(DATA SUPPLIED Opens)

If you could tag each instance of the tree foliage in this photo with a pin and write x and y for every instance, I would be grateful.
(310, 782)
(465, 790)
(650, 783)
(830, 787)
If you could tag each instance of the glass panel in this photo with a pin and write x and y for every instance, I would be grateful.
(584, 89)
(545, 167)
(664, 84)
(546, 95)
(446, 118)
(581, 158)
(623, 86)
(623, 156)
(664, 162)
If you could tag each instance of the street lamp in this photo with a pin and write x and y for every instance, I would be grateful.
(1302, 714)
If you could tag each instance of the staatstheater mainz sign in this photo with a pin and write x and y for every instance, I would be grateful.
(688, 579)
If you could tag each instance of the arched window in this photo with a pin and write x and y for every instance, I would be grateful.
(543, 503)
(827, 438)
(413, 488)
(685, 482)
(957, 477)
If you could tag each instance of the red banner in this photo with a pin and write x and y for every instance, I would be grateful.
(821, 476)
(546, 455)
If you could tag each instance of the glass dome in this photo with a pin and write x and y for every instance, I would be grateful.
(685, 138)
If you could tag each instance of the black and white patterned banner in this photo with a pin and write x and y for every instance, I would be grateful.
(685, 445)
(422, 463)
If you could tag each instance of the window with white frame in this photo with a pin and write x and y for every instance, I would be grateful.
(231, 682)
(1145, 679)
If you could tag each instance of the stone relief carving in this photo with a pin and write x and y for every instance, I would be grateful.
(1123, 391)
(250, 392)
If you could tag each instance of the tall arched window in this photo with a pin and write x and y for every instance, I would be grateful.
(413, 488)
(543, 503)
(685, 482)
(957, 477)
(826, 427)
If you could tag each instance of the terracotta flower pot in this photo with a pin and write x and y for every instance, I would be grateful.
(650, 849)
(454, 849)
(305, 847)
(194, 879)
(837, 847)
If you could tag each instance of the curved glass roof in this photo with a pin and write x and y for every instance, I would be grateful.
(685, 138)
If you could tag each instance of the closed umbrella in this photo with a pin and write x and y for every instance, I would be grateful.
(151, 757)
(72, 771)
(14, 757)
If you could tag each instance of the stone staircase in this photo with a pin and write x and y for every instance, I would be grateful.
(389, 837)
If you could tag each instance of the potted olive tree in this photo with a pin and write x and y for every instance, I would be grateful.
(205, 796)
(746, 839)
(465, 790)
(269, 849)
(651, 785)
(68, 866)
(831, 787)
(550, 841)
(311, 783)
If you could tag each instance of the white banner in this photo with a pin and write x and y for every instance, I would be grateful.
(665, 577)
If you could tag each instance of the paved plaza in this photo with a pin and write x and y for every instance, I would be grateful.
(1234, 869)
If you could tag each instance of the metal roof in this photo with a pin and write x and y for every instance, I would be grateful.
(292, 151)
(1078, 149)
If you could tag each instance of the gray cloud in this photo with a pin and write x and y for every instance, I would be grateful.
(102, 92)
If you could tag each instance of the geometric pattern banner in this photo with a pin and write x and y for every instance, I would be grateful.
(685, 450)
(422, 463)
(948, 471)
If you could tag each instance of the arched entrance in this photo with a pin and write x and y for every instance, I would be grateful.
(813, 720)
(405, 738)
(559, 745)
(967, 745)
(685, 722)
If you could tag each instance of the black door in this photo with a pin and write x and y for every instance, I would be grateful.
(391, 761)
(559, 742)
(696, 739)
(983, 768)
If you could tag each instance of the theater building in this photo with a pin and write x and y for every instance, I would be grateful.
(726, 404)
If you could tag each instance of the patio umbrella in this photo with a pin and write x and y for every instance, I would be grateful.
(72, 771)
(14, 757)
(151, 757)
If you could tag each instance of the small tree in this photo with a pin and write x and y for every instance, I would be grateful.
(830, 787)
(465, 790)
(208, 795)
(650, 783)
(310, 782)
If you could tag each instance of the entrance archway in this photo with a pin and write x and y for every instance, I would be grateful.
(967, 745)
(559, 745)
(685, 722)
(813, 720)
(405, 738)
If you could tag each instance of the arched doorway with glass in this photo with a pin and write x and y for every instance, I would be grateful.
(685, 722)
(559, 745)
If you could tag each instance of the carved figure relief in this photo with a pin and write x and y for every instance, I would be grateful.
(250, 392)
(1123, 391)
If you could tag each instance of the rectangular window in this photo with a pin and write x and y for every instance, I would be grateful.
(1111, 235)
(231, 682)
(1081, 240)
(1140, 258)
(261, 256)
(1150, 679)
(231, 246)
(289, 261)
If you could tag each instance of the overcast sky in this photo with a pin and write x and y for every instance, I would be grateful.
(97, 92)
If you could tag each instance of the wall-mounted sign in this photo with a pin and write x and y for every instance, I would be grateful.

(DATA SUPPLIED Closes)

▸ **YOUR TASK**
Each record is to be given again in full, exactly as it reads.

▸ **EXPECTED ANSWER**
If you could tag each instance of the tree foliage in this photo with a pin and write x and y for every instance, I would be grateful.
(310, 782)
(465, 790)
(650, 783)
(830, 787)
If you could tag each instance of the glass panel in this photo with a pin and write x and y for every instance, I would be grateful.
(584, 89)
(545, 167)
(664, 84)
(546, 95)
(446, 118)
(581, 158)
(623, 86)
(623, 156)
(664, 162)
If you could tag each instance of the street lamp in this photo with a pin and write x and y for every instance, I would be grateful.
(1302, 714)
If you could tag each instance of the staatstheater mainz sign in this photo with a pin and write x and y for every instance, I would be grateful.
(688, 579)
If you could tag each instance of the arched window in this photo with a pin and write x and y for every instance, I would be grateful.
(543, 503)
(827, 438)
(413, 488)
(685, 482)
(957, 477)
If you could tag each instance of the red banner in this photo with a pin and write x and y for every instance, I would be grateful.
(821, 476)
(546, 455)
If you could tag each instance of the glass dome in this photo with a pin and write x and y for every instance, I would be grateful.
(685, 138)
If you could tag each instance of the black and white patterned banner in this photo with a pin and write x and y for every instance, I would be grateful.
(685, 445)
(422, 463)
If you could tag each instance of the window with white frame in this photo with a pin and write x and y for every instance, I would be grateful.
(231, 682)
(1145, 679)
If you could tag each instance of the stone relief carving in this photo with a pin and write x and y for every instance, I would be grateful.
(1123, 391)
(250, 392)
If you could tag each instance of the tall arched window in this photo with a pin and write x and y for every instance, I would be grateful.
(413, 488)
(543, 503)
(685, 482)
(957, 477)
(826, 427)
If you could tag each instance of the terracotta flower pot in this photo with a pin and write x and y for every instance, I would be grateful.
(650, 849)
(454, 849)
(305, 847)
(194, 879)
(837, 847)
If you could tag each instance of the curved glass roof in this photo with a pin and write x and y for every instance, I would be grateful.
(685, 138)
If you could tag each instance of the closed umbrella in this photo with a pin and write x and y for every instance, I would be grateful.
(151, 757)
(72, 771)
(14, 757)
If you could tag each instance of the stone staircase in this photo with a pin and write x and y for every instance, I would be grateful.
(389, 837)
If you could tag each instance of the potted olive tree in this photo with a pin and write x and y for every instance, I would be grateful.
(205, 796)
(746, 839)
(465, 790)
(269, 849)
(651, 785)
(68, 866)
(831, 787)
(550, 841)
(311, 783)
If you could tag each instance of the white banner in this photo with a pin and write x and y for every instance, I would be grateful.
(665, 577)
If you could tag each instance of the paved plaza in this photo with a pin and write x and y for every instance, I would be grateful.
(1234, 869)
If you could tag each instance of the metal roof in this photo with a pin and write x and y for every instance, I would be grateful.
(292, 151)
(1078, 149)
If you could tag each instance of the gray cloud in this photo with a pin and write x and y for every instance, I would be grateful.
(102, 92)
If you could tag each instance of the geometric pattern banner in this photo with a pin and write x and y for every instance, I would be grateful.
(685, 450)
(422, 463)
(948, 471)
If you could tag each instance of the arched entrance in this photo with a pin and write x and y for every instance, I would be grateful.
(813, 720)
(405, 738)
(559, 745)
(967, 745)
(685, 722)
If you could tag each instance of the black door in this photo with a pin and write x and y for every instance, I would be grateful.
(391, 761)
(559, 742)
(696, 739)
(983, 768)
If you could tag each instance of the theater building in this photo with a pin and write x and y for every instance, I would be grateful.
(726, 404)
If you could tag each instance of the patio umbrella in this photo with a pin and write x and y for every instance, I would be grateful.
(72, 771)
(14, 757)
(151, 757)
If you could tag each instance of the small tree in this photo with a pin and write x and y for every instance, I would be grateful.
(830, 787)
(465, 790)
(208, 795)
(650, 783)
(310, 782)
If you could tag each instance of the entrance archway in this photo with a pin and write x and y for every instance, I would be grateful.
(967, 745)
(559, 745)
(685, 722)
(813, 720)
(405, 738)
If you could tag each instance of the arched doorway with glass in this photo with a pin and write x and y for every instance, I would be grateful.
(685, 722)
(559, 745)
If you could tag each instance of the carved figure relief in this photo with a pin and write x and y for every instance, I would be grateful.
(250, 392)
(1123, 391)
If you could tag each instance of the rectangular window in this photo with a pin and write x and y for every instance, I would be grateful.
(1111, 235)
(231, 682)
(1081, 240)
(1140, 258)
(261, 256)
(1150, 679)
(231, 246)
(289, 261)
If you could tag each instance of the overcast sky in this photo with a pin and write x and y for every instance, I would be grateful.
(97, 92)
If you could tag each instance of the wall-mounted sign in this photo with a pin and write x and y for every instance, I would be grateful.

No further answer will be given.